* WHAT TO PRODUCE:
Copy the material from its first line through the line containing "box: [157, 56, 160, 66]", including that line, and change every "positive clicks" to "foreground clicks" without altering anything else.

--- RECORDS SHOWN Enclosed Below ---

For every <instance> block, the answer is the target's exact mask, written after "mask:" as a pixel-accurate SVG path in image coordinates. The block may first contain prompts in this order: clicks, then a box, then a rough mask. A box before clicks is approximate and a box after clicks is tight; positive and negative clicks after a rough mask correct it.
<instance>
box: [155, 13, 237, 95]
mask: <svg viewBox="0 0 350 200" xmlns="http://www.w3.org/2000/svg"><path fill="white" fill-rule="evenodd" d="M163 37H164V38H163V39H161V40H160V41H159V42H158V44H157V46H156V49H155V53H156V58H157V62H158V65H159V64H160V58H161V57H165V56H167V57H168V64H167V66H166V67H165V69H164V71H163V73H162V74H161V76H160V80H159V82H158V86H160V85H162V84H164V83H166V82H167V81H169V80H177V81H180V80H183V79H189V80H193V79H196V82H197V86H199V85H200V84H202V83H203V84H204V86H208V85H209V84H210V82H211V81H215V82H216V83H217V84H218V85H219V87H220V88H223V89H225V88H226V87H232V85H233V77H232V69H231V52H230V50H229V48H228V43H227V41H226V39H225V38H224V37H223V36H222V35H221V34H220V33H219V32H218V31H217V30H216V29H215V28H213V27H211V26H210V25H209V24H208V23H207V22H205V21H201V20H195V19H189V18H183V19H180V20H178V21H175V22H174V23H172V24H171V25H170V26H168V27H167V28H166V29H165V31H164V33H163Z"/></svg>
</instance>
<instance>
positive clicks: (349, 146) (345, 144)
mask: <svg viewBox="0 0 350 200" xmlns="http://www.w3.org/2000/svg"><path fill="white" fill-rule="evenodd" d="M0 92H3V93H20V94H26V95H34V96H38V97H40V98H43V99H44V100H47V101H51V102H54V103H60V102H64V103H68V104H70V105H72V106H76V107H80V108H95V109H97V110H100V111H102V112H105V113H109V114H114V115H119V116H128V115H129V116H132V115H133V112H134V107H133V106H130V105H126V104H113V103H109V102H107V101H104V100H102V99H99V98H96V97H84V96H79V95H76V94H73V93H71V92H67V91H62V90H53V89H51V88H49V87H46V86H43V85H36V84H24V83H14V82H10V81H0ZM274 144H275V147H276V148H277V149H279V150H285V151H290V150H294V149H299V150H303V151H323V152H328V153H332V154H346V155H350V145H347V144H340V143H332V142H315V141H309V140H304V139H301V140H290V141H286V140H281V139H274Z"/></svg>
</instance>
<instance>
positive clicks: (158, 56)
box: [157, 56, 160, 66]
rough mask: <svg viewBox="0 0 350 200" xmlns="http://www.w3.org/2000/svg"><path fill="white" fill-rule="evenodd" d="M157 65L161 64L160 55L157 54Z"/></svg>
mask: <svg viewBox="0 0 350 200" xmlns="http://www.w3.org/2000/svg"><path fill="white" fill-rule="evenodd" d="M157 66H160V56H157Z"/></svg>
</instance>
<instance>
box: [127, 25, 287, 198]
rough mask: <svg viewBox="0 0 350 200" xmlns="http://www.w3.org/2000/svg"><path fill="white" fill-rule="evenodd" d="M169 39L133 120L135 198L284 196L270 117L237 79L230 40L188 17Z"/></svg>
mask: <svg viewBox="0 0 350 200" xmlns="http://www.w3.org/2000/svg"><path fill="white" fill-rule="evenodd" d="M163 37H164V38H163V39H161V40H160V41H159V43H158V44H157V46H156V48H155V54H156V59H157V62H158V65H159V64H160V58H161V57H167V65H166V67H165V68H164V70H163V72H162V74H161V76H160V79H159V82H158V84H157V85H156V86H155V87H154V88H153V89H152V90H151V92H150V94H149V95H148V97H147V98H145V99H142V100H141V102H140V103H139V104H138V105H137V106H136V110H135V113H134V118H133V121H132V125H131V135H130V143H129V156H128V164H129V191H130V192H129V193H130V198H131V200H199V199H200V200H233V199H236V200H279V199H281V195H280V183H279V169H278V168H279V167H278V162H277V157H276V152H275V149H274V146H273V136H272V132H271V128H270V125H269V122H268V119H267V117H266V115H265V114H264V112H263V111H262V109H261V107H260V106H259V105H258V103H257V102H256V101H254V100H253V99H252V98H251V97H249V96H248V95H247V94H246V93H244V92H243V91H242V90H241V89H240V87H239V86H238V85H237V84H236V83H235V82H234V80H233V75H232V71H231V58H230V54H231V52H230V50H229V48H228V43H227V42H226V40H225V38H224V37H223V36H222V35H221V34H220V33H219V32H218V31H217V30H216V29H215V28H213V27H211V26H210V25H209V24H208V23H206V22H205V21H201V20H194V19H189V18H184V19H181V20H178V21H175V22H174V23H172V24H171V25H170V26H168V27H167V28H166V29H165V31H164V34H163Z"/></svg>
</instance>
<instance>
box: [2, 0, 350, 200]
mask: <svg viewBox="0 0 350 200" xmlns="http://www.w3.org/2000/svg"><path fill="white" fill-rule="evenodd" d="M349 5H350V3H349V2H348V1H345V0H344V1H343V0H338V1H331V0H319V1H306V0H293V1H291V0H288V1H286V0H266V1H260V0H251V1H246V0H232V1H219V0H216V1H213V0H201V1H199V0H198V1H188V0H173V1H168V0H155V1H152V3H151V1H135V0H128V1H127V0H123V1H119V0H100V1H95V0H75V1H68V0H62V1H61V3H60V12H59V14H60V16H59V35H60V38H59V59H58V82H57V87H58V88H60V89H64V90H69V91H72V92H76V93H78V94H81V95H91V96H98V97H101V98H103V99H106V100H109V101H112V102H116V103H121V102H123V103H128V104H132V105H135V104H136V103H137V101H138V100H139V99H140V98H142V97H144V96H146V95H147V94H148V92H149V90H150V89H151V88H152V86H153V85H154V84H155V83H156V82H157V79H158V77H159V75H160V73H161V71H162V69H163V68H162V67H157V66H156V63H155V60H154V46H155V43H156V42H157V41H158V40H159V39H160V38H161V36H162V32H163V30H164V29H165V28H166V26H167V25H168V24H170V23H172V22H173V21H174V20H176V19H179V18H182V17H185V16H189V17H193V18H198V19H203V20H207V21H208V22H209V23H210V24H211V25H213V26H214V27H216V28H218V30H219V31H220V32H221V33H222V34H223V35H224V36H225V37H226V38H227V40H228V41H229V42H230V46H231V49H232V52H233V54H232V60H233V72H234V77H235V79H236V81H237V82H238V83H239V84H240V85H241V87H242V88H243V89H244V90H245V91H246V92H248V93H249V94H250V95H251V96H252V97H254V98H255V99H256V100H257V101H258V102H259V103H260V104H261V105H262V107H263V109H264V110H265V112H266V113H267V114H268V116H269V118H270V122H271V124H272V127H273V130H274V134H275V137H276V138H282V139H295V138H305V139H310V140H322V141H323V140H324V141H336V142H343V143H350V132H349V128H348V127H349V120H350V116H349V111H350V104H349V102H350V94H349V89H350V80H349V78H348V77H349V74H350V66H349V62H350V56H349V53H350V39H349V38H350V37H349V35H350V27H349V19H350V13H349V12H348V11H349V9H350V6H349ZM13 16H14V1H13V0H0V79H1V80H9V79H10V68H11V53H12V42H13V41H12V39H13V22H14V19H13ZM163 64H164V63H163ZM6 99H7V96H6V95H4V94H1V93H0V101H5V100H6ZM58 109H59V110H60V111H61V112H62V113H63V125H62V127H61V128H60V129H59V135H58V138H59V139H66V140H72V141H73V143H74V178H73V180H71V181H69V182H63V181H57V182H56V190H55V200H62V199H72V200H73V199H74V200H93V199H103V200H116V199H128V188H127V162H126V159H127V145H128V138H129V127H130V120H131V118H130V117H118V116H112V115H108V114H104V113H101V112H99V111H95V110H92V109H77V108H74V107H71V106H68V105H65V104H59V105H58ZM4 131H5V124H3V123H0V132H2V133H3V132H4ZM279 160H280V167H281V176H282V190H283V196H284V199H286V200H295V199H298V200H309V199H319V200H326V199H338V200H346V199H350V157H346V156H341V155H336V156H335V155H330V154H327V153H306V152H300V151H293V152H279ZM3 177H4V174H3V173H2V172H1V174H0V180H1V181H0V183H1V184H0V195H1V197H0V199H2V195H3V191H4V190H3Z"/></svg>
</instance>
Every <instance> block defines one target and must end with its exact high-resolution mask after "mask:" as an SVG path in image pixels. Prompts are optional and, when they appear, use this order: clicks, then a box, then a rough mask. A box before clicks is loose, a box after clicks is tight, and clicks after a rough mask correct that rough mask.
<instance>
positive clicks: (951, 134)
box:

--- End of Enclosed RECORDS SHOWN ---

* RESULT OF THIS EXERCISE:
For every <instance> block, the answer is the target's exact mask, written after "mask:" as a pixel-accurate SVG path in image coordinates. The block may first contain prompts in this order: clicks, then a box, then a rough mask. A box before clicks is approximate and a box after clicks is tight; positive and negative clicks after a rough mask correct it.
<instance>
box: [155, 13, 237, 95]
mask: <svg viewBox="0 0 350 200" xmlns="http://www.w3.org/2000/svg"><path fill="white" fill-rule="evenodd" d="M163 37H164V38H163V39H161V40H160V41H159V42H158V44H157V46H156V49H155V53H156V58H157V62H158V65H159V64H160V58H161V57H165V56H167V57H168V64H167V66H166V67H165V69H164V71H163V73H162V74H161V76H160V80H159V82H158V86H160V85H162V84H164V83H166V82H167V81H169V80H177V81H180V80H183V79H189V80H193V79H196V82H197V86H199V85H200V84H202V83H203V84H204V86H208V85H209V84H210V82H211V81H215V82H216V83H217V84H218V85H219V87H220V88H223V89H225V88H226V87H232V85H233V77H232V69H231V52H230V50H229V48H228V43H227V41H226V39H225V38H224V37H223V36H222V35H221V34H220V33H219V32H218V31H217V30H216V29H215V28H213V27H211V26H210V25H209V24H208V23H207V22H205V21H201V20H195V19H189V18H183V19H180V20H178V21H175V22H174V23H172V24H171V25H170V26H168V27H167V28H166V29H165V31H164V33H163Z"/></svg>
</instance>
<instance>
foreground clicks: (349, 146) (345, 144)
mask: <svg viewBox="0 0 350 200" xmlns="http://www.w3.org/2000/svg"><path fill="white" fill-rule="evenodd" d="M0 92H3V93H20V94H26V95H34V96H38V97H40V98H43V99H44V100H47V101H51V102H54V103H60V102H64V103H68V104H70V105H72V106H76V107H80V108H95V109H97V110H100V111H102V112H105V113H109V114H114V115H119V116H128V115H129V116H132V115H133V112H134V107H133V106H130V105H126V104H113V103H109V102H107V101H104V100H102V99H99V98H96V97H84V96H79V95H76V94H73V93H71V92H67V91H62V90H53V89H51V88H49V87H46V86H43V85H36V84H24V83H14V82H10V81H0ZM274 144H275V147H276V148H277V149H279V150H285V151H290V150H294V149H299V150H303V151H323V152H328V153H332V154H346V155H350V145H347V144H340V143H332V142H315V141H309V140H304V139H301V140H290V141H286V140H281V139H274Z"/></svg>
</instance>
<instance>
foreground clicks: (158, 56)
box: [157, 56, 160, 66]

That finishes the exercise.